--- RECORD EXTRACTS Enclosed Below ---

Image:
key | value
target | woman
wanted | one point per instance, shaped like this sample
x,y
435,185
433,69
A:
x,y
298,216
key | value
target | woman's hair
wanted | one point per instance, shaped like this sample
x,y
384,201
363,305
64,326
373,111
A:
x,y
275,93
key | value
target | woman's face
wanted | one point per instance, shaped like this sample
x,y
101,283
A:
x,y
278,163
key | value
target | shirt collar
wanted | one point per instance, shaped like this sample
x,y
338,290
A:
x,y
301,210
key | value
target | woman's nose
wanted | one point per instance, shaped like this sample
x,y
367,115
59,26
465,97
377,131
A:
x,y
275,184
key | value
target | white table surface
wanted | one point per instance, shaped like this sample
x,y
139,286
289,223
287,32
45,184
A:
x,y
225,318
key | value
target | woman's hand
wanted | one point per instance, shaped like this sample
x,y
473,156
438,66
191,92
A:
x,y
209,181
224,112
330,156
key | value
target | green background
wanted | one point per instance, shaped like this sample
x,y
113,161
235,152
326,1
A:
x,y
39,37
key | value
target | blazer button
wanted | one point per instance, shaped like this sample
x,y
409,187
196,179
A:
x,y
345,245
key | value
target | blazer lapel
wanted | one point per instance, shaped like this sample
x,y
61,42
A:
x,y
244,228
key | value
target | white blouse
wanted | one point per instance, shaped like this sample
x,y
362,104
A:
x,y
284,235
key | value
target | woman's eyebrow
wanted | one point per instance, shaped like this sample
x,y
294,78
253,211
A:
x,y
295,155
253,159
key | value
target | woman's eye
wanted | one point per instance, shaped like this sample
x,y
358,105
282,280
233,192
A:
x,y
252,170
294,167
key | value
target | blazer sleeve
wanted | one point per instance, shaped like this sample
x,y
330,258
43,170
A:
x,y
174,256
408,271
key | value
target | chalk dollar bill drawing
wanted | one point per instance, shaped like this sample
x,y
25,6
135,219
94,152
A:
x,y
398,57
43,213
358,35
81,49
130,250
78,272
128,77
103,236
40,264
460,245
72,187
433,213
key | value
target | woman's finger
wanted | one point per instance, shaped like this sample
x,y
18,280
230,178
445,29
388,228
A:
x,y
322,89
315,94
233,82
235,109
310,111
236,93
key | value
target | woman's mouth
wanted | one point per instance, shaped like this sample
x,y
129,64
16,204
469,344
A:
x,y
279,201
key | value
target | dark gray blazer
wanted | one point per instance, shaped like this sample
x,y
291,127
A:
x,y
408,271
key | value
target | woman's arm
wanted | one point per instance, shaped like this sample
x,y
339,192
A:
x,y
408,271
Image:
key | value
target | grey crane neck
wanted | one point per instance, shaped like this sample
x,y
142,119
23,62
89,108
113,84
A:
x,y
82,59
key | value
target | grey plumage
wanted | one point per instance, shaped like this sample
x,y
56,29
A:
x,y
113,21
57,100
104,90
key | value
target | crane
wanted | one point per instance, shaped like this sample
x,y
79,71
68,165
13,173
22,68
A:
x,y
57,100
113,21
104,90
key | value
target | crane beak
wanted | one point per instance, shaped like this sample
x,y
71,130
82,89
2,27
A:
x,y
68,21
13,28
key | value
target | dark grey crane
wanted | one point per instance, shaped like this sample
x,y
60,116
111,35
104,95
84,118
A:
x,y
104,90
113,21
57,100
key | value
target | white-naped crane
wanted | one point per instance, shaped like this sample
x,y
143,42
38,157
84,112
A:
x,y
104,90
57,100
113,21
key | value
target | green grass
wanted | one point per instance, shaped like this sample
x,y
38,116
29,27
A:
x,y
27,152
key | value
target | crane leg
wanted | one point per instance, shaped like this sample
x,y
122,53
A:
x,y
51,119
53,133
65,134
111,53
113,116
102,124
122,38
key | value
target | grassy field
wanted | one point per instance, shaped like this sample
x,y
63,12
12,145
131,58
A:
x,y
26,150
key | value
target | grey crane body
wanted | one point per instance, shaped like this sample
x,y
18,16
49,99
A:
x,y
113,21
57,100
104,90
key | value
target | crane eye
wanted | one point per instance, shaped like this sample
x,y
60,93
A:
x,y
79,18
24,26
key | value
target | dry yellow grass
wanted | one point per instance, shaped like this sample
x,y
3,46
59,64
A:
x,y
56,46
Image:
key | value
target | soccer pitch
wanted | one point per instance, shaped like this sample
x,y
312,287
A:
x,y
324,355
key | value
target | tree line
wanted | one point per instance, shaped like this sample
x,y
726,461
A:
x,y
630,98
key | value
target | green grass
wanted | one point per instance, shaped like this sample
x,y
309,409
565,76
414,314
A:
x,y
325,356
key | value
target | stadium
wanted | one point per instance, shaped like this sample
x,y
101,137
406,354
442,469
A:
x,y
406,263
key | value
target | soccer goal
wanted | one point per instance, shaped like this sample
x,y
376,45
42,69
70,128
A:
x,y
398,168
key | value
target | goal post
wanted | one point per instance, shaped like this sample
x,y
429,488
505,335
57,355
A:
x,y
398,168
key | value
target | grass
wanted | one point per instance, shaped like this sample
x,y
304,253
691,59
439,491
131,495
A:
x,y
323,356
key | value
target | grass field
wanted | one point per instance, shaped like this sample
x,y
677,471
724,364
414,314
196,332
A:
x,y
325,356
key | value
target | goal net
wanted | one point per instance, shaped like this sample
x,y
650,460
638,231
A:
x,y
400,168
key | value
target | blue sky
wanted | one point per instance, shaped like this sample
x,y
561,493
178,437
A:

--- End of Enclosed RECORD EXTRACTS ---

Transcribe all the material, making sure each line matches the original.

▸ ANSWER SPACE:
Image:
key | value
target | woman
wanted | one point per instance, shaped like this sample
x,y
435,185
433,69
A:
x,y
298,216
key | value
target | woman's hair
wanted | one point per instance, shaped like this sample
x,y
384,201
363,305
64,326
373,111
A:
x,y
275,93
key | value
target | woman's face
wanted | one point per instance, shaped like this sample
x,y
101,283
A:
x,y
278,163
key | value
target | shirt collar
wanted | one point per instance, shaped like this sample
x,y
338,290
A:
x,y
301,210
key | value
target | woman's nose
wanted | one point per instance, shaped like this sample
x,y
367,115
59,26
465,97
377,131
A:
x,y
275,184
key | value
target | white table surface
wanted | one point per instance, shaped like this sample
x,y
139,286
289,223
287,32
45,184
A:
x,y
225,318
key | value
target | woman's hand
wanted | one point per instance, shaped like this sample
x,y
473,156
438,66
191,92
A:
x,y
209,181
224,112
330,156
key | value
target | green background
wanted | one point per instance, shaped like this sample
x,y
113,161
235,152
326,1
A:
x,y
39,37
key | value
target | blazer button
wanted | one point per instance, shaped like this sample
x,y
409,187
196,179
A:
x,y
345,245
key | value
target | blazer lapel
wanted | one point per instance, shaped like this sample
x,y
61,42
A:
x,y
244,228
key | value
target | white blouse
wanted | one point per instance, shaped like this sample
x,y
362,104
A:
x,y
284,235
key | value
target | woman's eyebrow
wanted | one point per instance, shaped like this sample
x,y
294,78
253,211
A:
x,y
295,155
253,159
key | value
target | woman's eye
wanted | one point per instance, shaped like this sample
x,y
358,105
282,280
233,192
A:
x,y
252,170
294,167
key | value
target | blazer sleeve
wanted | one point per instance, shaped like this sample
x,y
330,258
43,170
A:
x,y
174,256
408,271
key | value
target | chalk dollar bill drawing
wanted | one point per instance, shaped like this sample
x,y
25,6
135,219
94,152
A:
x,y
398,57
43,213
358,35
81,49
130,250
78,272
128,77
103,236
40,264
460,245
72,187
433,213
key | value
target | woman's finger
wanted | one point per instance, shaped like this sample
x,y
18,280
230,178
445,29
388,228
A:
x,y
322,89
315,94
233,82
235,109
310,111
236,93
key | value
target | woman's mouth
wanted | one point per instance, shaped like this sample
x,y
129,64
16,204
469,344
A:
x,y
279,201
key | value
target | dark gray blazer
wanted | one point per instance, shaped like this sample
x,y
291,127
A:
x,y
408,271
key | value
target | woman's arm
wanted | one point per instance, shaped like this sample
x,y
339,192
A:
x,y
408,271
Image:
key | value
target | grey crane neck
wanted | one point per instance, shaped like this sample
x,y
142,119
23,62
89,108
113,84
A:
x,y
82,59
key | value
target | grey plumage
wanted | one point per instance, shaped like this sample
x,y
56,29
A:
x,y
113,21
57,100
104,90
key | value
target | crane
wanted | one point per instance, shaped like this sample
x,y
79,71
68,165
13,173
22,68
A:
x,y
57,100
113,21
104,90
key | value
target | crane beak
wanted | one point per instance, shaped like this sample
x,y
71,130
82,89
2,27
A:
x,y
68,21
13,28
key | value
target | dark grey crane
wanted | one point per instance, shaped like this sample
x,y
60,116
111,35
104,95
84,118
A:
x,y
104,90
113,21
57,100
key | value
target | white-naped crane
wanted | one point per instance, shaped like this sample
x,y
143,42
38,157
84,112
A:
x,y
104,90
57,100
113,21
key | value
target | green grass
wanted | one point per instance, shaped like this sample
x,y
38,116
29,27
A:
x,y
27,152
key | value
target | crane leg
wanted | one point per instance, shaped like this sample
x,y
122,53
A:
x,y
51,119
53,133
65,134
111,53
113,116
102,124
122,38
key | value
target | grassy field
wanted | one point per instance, shaped like this sample
x,y
63,12
12,145
131,58
A:
x,y
26,150
key | value
target | grey crane body
wanted | one point per instance, shaped like this sample
x,y
18,16
49,99
A:
x,y
113,21
57,100
104,90
key | value
target | crane eye
wanted | one point per instance, shaped like this sample
x,y
60,93
A:
x,y
79,18
24,26
key | value
target | dry yellow grass
wanted | one point per instance, shaped like this sample
x,y
3,46
59,64
A:
x,y
56,46
Image:
key | value
target | soccer pitch
wanted | one point per instance, shaped like this sample
x,y
312,287
A:
x,y
324,355
key | value
target | tree line
wanted | one point per instance, shaped like this sample
x,y
726,461
A:
x,y
630,98
key | value
target | green grass
wanted | one point per instance, shaped like this sample
x,y
309,409
565,76
414,314
A:
x,y
325,356
key | value
target | stadium
wanted | one point per instance, shaped like this sample
x,y
101,137
406,354
442,469
A:
x,y
406,263
key | value
target | soccer goal
wanted | one point per instance, shaped like this sample
x,y
376,45
42,69
70,128
A:
x,y
398,168
key | value
target | goal post
wanted | one point per instance, shaped like this sample
x,y
429,488
505,335
57,355
A:
x,y
398,168
key | value
target | grass
wanted | one point per instance, shaped like this sample
x,y
304,253
691,59
439,491
131,495
A:
x,y
323,356
key | value
target | grass field
wanted | one point per instance, shaped like this sample
x,y
677,471
724,364
414,314
196,332
A:
x,y
325,356
key | value
target | goal net
wanted | one point per instance, shaped like this sample
x,y
650,460
638,231
A:
x,y
400,168
key | value
target | blue sky
wanted | one point per instance, shaped like this sample
x,y
561,493
178,437
A:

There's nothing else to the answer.